++++ TEKS YANG DIBERIKAN

Masih penuturan dari Komnas perwakilan Sulteng, jika dalam aktifitas penambangan tersebut dilakukan hingga masuk ke dalam kawasan Hutan Lindung misalnya, jangan dikira itu bukan sesuatu yang tidak disengaja atau sesuatu yang tidak direncanakan, karena ketidak tahuan hingga dimana batas masuk hutan lindung mana belum masuk hutan lindung, itu sesuatu yang disengaja, nanti kalau ada pihak yang melapor misalnya, semua nampak serius diproses, namun disisi lain hal tersebut dijadikan preseden dan yang terjadi selanjutnya adalah pengajuan revisi batas kawasan, atau usulan penciutan hutan lindung.
Hutan Tahura Kapopo misalnya kata Dedi, bisa cek ke lapangan luasnya yang tersisa sekarang dari luas ratusan hektar sebelumnya, sekarang ini, luas tahura tinggal lima hektar, jika tinggal lima hektar, ngapain buat kelembagaan atau satker sendiri hanya mengurus areal yang luasnya tinggal lima hektar, cukup melekat menjadi satu sub seksi di BKSDA atau kehutanan, berapa kerugian negara disana.

++++++++

● YANG PERLU DIKERJAKAN
• 1. Salinlah bagian dari teks tentang hutan lindung di atas yang diawali dengan kata-kata yang memuat "Masih penuturan dari" dan diakhiri dengan "penciutan hutan lindung.".
• 2. Berapa luas Tahura Kapopo yang tersisa sekarang menurut teks tentang hutan lindung di atas?

++++ CUPLIKAN KUMPULAN DATA

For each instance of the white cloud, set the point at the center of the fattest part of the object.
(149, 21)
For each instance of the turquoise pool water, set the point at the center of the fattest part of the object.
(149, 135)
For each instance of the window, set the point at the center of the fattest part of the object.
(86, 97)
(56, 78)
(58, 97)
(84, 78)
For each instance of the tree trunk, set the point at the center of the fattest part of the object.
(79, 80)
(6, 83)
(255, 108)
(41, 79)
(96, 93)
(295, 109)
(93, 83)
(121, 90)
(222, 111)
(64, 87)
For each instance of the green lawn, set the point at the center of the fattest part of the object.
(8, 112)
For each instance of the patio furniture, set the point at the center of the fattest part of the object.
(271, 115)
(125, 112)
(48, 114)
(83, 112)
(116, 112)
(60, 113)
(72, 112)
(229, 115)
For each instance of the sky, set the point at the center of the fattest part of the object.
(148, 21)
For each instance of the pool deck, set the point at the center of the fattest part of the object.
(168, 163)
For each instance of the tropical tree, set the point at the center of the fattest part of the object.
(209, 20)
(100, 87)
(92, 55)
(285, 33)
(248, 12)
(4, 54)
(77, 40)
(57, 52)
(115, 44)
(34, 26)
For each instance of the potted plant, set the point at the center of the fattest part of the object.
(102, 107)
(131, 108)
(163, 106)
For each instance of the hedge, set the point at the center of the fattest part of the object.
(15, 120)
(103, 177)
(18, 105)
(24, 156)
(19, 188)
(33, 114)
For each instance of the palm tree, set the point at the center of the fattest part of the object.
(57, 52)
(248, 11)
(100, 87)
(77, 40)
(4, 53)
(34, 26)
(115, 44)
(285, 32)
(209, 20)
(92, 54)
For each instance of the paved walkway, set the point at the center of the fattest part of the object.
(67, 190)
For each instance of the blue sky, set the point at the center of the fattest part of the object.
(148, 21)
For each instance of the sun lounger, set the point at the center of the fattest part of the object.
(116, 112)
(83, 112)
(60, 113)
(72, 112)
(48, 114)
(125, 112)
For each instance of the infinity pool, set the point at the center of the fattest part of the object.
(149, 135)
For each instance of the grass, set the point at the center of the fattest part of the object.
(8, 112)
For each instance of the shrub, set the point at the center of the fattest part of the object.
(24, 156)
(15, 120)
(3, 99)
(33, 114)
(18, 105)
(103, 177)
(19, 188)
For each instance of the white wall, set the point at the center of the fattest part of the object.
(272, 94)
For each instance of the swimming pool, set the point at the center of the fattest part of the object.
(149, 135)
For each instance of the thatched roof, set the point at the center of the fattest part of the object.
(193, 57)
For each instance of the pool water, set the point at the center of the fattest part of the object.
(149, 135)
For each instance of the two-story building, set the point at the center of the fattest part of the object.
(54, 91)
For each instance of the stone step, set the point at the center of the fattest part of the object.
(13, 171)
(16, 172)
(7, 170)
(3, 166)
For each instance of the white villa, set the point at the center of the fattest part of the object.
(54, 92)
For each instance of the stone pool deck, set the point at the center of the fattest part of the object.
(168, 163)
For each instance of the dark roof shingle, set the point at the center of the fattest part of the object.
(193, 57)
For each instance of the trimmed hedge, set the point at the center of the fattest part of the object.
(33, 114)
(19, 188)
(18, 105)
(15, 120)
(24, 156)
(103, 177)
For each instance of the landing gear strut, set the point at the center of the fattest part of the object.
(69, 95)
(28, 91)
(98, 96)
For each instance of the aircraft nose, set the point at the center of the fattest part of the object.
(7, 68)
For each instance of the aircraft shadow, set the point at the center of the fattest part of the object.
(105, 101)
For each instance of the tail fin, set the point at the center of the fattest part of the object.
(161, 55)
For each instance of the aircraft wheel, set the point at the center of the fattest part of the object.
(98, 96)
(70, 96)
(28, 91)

++++++++

● JAWABAN DI BAWAH
• 1.
Masih penuturan dari Komnas perwakilan Sulteng, jika dalam aktifitas penambangan tersebut dilakukan hingga masuk ke dalam kawasan Hutan Lindung misalnya, jangan dikira itu bukan sesuatu yang tidak disengaja atau sesuatu yang tidak direncanakan, karena ketidak tahuan hingga dimana batas masuk hutan lindung mana belum masuk hutan lindung, itu sesuatu yang disengaja, nanti kalau ada pihak yang melapor misalnya, semua nampak serius diproses, namun disisi lain hal tersebut dijadikan preseden dan yang terjadi selanjutnya adalah pengajuan revisi batas kawasan, atau usulan penciutan hutan lindung.

• 2. Lima hektar.